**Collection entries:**
————————

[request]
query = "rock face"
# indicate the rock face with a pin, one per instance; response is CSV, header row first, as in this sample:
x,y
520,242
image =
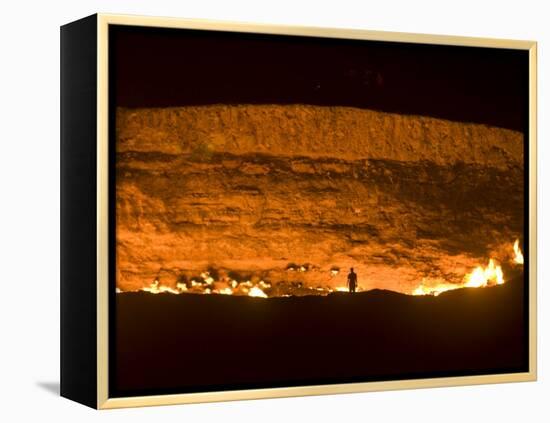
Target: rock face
x,y
260,190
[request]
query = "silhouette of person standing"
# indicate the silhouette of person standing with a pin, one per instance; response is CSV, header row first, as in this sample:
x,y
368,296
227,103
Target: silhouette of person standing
x,y
352,280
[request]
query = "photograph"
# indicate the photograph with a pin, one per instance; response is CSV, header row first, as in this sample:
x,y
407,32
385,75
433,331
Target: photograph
x,y
292,210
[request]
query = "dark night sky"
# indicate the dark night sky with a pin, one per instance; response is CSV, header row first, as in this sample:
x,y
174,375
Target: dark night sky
x,y
162,67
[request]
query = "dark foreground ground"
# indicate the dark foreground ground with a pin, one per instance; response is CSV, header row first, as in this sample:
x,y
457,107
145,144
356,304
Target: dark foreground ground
x,y
187,343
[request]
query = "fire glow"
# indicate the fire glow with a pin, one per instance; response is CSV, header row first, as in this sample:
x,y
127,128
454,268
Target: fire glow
x,y
480,277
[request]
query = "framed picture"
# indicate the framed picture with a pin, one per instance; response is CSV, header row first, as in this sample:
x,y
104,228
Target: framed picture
x,y
254,211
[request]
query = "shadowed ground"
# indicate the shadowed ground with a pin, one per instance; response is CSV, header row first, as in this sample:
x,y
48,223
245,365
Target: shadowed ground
x,y
189,343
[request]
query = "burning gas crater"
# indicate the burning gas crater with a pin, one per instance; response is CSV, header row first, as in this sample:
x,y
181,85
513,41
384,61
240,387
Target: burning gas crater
x,y
481,276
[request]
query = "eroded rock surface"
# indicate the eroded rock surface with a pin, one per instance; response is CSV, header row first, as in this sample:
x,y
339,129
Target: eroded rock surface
x,y
259,189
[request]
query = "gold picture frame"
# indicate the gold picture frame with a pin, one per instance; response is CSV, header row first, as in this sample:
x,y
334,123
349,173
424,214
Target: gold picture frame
x,y
102,198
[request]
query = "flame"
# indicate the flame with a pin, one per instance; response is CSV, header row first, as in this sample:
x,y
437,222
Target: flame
x,y
490,275
478,277
256,292
518,257
157,288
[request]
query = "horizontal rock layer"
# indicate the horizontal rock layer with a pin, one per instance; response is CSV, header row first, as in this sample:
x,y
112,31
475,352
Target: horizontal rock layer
x,y
256,189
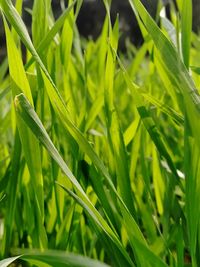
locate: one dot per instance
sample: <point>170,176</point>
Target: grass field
<point>99,150</point>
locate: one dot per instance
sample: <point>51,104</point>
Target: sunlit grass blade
<point>54,258</point>
<point>26,112</point>
<point>186,30</point>
<point>29,142</point>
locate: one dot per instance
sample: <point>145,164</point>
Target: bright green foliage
<point>99,151</point>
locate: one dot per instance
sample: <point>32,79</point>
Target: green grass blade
<point>26,112</point>
<point>186,30</point>
<point>54,258</point>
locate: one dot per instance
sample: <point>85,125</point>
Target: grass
<point>99,158</point>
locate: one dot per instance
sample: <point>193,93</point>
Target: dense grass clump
<point>99,151</point>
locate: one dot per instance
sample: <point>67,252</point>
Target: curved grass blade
<point>27,113</point>
<point>51,34</point>
<point>54,258</point>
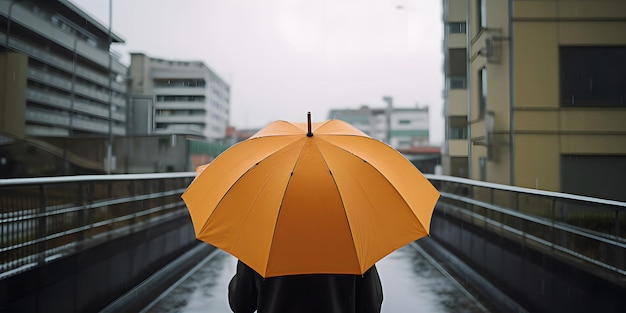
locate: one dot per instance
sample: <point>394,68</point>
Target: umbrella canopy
<point>300,198</point>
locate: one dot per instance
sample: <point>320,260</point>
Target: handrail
<point>586,229</point>
<point>83,178</point>
<point>47,217</point>
<point>531,191</point>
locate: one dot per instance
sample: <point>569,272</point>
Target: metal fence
<point>588,230</point>
<point>42,219</point>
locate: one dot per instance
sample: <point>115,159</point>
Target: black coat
<point>249,291</point>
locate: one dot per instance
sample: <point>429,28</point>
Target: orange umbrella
<point>300,198</point>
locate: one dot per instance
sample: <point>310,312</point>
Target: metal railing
<point>588,230</point>
<point>42,219</point>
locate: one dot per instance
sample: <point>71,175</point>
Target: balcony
<point>457,147</point>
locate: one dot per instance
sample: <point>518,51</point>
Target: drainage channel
<point>412,282</point>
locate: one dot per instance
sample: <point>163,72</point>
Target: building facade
<point>454,151</point>
<point>546,94</point>
<point>57,75</point>
<point>177,97</point>
<point>402,128</point>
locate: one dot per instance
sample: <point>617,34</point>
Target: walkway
<point>411,283</point>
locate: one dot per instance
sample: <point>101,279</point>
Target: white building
<point>57,76</point>
<point>401,128</point>
<point>177,97</point>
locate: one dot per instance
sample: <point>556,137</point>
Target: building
<point>57,75</point>
<point>544,90</point>
<point>177,97</point>
<point>402,128</point>
<point>454,151</point>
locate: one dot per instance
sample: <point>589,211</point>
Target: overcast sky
<point>284,58</point>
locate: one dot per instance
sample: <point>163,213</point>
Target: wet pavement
<point>412,282</point>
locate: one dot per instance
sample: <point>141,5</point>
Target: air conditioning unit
<point>492,49</point>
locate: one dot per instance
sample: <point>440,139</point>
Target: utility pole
<point>388,111</point>
<point>109,160</point>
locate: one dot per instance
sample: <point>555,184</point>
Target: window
<point>593,76</point>
<point>457,127</point>
<point>482,103</point>
<point>458,83</point>
<point>482,162</point>
<point>457,28</point>
<point>482,13</point>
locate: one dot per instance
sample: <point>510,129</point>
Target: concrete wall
<point>537,282</point>
<point>90,280</point>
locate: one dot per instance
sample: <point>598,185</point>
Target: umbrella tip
<point>308,117</point>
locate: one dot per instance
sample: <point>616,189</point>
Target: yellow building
<point>545,94</point>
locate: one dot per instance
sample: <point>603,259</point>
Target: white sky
<point>284,58</point>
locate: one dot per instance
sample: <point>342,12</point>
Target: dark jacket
<point>249,291</point>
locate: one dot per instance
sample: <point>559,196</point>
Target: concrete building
<point>177,97</point>
<point>57,75</point>
<point>454,151</point>
<point>402,128</point>
<point>546,94</point>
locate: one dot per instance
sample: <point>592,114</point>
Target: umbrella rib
<point>340,197</point>
<point>377,170</point>
<point>241,177</point>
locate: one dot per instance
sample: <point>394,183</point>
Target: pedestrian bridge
<point>115,243</point>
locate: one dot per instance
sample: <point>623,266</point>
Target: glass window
<point>482,103</point>
<point>457,28</point>
<point>482,13</point>
<point>458,83</point>
<point>593,76</point>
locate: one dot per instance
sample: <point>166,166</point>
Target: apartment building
<point>546,94</point>
<point>57,75</point>
<point>177,97</point>
<point>402,128</point>
<point>454,157</point>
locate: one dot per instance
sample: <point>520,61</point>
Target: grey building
<point>402,128</point>
<point>57,75</point>
<point>177,97</point>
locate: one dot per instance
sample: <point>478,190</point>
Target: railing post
<point>42,225</point>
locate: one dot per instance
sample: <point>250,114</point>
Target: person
<point>330,293</point>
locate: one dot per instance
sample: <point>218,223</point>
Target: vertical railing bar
<point>42,224</point>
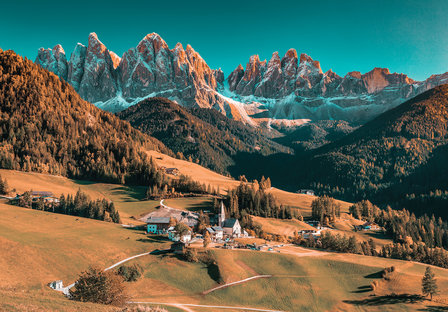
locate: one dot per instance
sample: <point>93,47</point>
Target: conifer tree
<point>429,283</point>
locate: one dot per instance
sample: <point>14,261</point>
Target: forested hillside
<point>315,134</point>
<point>399,158</point>
<point>203,134</point>
<point>46,127</point>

————————

**YOUR TASK:**
Except for the pictures, print the data above exactly.

**EXPECTED ANSWER:**
[request]
query = "rock face"
# indicate the rock face with a pin, one per instance; response is CSV, header row first, as in this sample:
x,y
520,242
image =
Target: rock face
x,y
260,190
[request]
query = "silhouette of person standing"
# indicate the silhouette of person standing with a pin, one per instance; response is CSV, header row first, as in this sample:
x,y
368,296
227,103
Target: silhouette of person standing
x,y
352,280
[request]
query = "photograph"
# indicate the photograph with a pin, one per instance; response is CSV, header row first, as in this sample:
x,y
407,32
385,75
433,331
Target: photograph
x,y
292,210
[request]
query = "dark night sky"
# indicate the dark night sky with a pin, one per instance; response is CSV, header row first, as in this sample:
x,y
174,375
Target: dark night sky
x,y
162,67
[request]
query = "dark foreground ground"
# indicate the dark foreground ground with a pin, one per instance; response is CSV, header row first, as in this sample:
x,y
457,107
145,144
356,304
Target: dark foreground ground
x,y
187,343
[request]
query = "fire glow"
# indicate the fire glow with a pin, one per instance; response is CSV, header row first, as in this sample:
x,y
127,128
454,268
Target: fire glow
x,y
480,277
[request]
query = "framed picture"
# indicate the framed picture with a pin, one per instance; response is CSV, header row first, as in this sample:
x,y
104,228
Target: framed picture
x,y
254,211
[request]
query = "shadowed ground"
# indicate the shadowed ground with a pin, one per instance; response is CSV, header row first, as in this sample:
x,y
48,223
245,365
Target: shadowed ground
x,y
189,343
[request]
query = "burning gas crater"
# indicate the burning gas crater with a pin, one per instance; response is CSV, header row first, as in this sample:
x,y
181,85
513,41
384,61
240,387
Target: burning gas crater
x,y
481,276
[request]
query = "eroded rock surface"
# indicate the eroded rock surface with a pin, one per instance; response is CSV, header row first, as in this sample:
x,y
339,129
Target: eroded rock surface
x,y
259,189
[request]
query = "gold picture frame"
# indicate the gold picture frame with a pin, one per instance; response is CSV, header row first, as in this sample:
x,y
334,123
349,173
424,214
Target: gold picture frame
x,y
102,198
[request]
query = "flame"
# indicate the flame with a pin, one per instance; response is CSV, header row first, as in this sample:
x,y
437,222
Target: flame
x,y
490,275
478,277
256,292
518,257
157,288
[request]
query = "horizontal rock layer"
# indicate the horizontal rock layer with a pin, one per instance; response is CSV, header row first, as in this sample:
x,y
112,31
475,352
Target: horizontal rock layer
x,y
256,189
locate: one dot per instance
sample: <point>170,176</point>
Target: grass field
<point>99,150</point>
locate: one dot per instance
sample: <point>51,104</point>
Target: sunlit grass blade
<point>54,258</point>
<point>26,112</point>
<point>186,30</point>
<point>29,142</point>
locate: one dot per instance
sample: <point>145,164</point>
Target: bright green foliage
<point>99,151</point>
locate: one dot per instance
sample: <point>32,79</point>
Target: green grass blade
<point>26,112</point>
<point>186,30</point>
<point>54,258</point>
locate: one dot per instance
sample: <point>85,125</point>
Target: grass
<point>99,158</point>
locate: one dot per instance
sample: <point>193,93</point>
Target: dense grass clump
<point>99,151</point>
locate: one dot per instance
sample: <point>67,252</point>
Target: curved grass blade
<point>27,113</point>
<point>51,34</point>
<point>54,258</point>
locate: one dot per instance
sample: <point>394,68</point>
Target: umbrella canopy
<point>300,198</point>
locate: one dot per instance
sample: <point>320,260</point>
Target: handrail
<point>586,229</point>
<point>83,178</point>
<point>47,217</point>
<point>531,191</point>
locate: one dot per instance
sample: <point>569,272</point>
Target: metal fence
<point>588,230</point>
<point>42,219</point>
locate: one dot per instance
sample: <point>115,159</point>
Target: black coat
<point>249,291</point>
locate: one dot per instance
sample: <point>429,28</point>
Target: orange umbrella
<point>300,198</point>
locate: one dot per instance
sample: <point>310,312</point>
Target: metal railing
<point>588,230</point>
<point>42,219</point>
locate: one dot per instance
sample: <point>71,175</point>
Target: balcony
<point>457,147</point>
locate: one dot per instance
sample: <point>518,51</point>
Target: drainage channel
<point>412,282</point>
locate: one dot per instance
sample: <point>163,72</point>
Target: building facade
<point>454,151</point>
<point>546,94</point>
<point>57,75</point>
<point>177,97</point>
<point>402,128</point>
locate: one dot per instance
sample: <point>617,34</point>
Target: walkway
<point>411,283</point>
locate: one dot per instance
sample: <point>101,279</point>
Target: white building
<point>57,76</point>
<point>401,128</point>
<point>177,97</point>
locate: one dot per instance
sample: <point>556,137</point>
Target: building
<point>57,75</point>
<point>544,90</point>
<point>177,97</point>
<point>402,128</point>
<point>454,151</point>
locate: one dot per instance
sample: <point>589,211</point>
Target: overcast sky
<point>284,58</point>
locate: one dot per instance
sample: <point>163,213</point>
Target: wet pavement
<point>412,282</point>
locate: one dot per instance
sample: <point>141,5</point>
Target: air conditioning unit
<point>492,49</point>
locate: one dot per instance
sample: <point>440,139</point>
Target: utility pole
<point>388,111</point>
<point>109,160</point>
locate: one dot per instance
sample: <point>555,184</point>
Target: window
<point>593,76</point>
<point>457,127</point>
<point>482,103</point>
<point>458,83</point>
<point>482,162</point>
<point>457,28</point>
<point>482,13</point>
locate: one dot per instance
sample: <point>510,129</point>
Target: concrete wall
<point>537,282</point>
<point>90,280</point>
locate: one dot per instance
sample: <point>598,185</point>
Target: umbrella tip
<point>308,117</point>
locate: one dot per instance
sample: <point>616,189</point>
Target: yellow building
<point>545,94</point>
locate: one dot per instance
sample: <point>603,259</point>
Target: white sky
<point>284,58</point>
locate: one dot per instance
sample: <point>342,12</point>
Target: dark jacket
<point>249,291</point>
locate: one dot per instance
sample: <point>559,196</point>
Target: concrete building
<point>177,97</point>
<point>57,75</point>
<point>454,151</point>
<point>402,128</point>
<point>546,94</point>
locate: one dot per instance
sample: <point>592,114</point>
Target: umbrella rib
<point>340,197</point>
<point>377,170</point>
<point>241,177</point>
locate: one dot per instance
sample: <point>394,183</point>
Target: pedestrian bridge
<point>115,243</point>
locate: one dot per instance
sample: <point>623,266</point>
Target: glass window
<point>482,103</point>
<point>457,28</point>
<point>482,13</point>
<point>458,83</point>
<point>593,76</point>
locate: one dot per instance
sample: <point>166,166</point>
Target: apartment building
<point>546,94</point>
<point>57,75</point>
<point>177,97</point>
<point>402,128</point>
<point>454,157</point>
locate: one dot per instance
sample: <point>520,61</point>
Target: grey building
<point>402,128</point>
<point>57,75</point>
<point>177,97</point>
locate: one dot per instance
sample: <point>478,190</point>
Target: railing post
<point>42,225</point>
locate: one dot per instance
sample: <point>250,114</point>
Target: person
<point>330,293</point>
locate: one dot per instance
sample: <point>218,223</point>
Target: vertical railing bar
<point>42,224</point>
locate: one dot per instance
sample: <point>93,47</point>
Target: conifer tree
<point>429,283</point>
locate: one dot per instance
sample: <point>14,261</point>
Target: forested hillside
<point>315,134</point>
<point>399,158</point>
<point>203,134</point>
<point>46,127</point>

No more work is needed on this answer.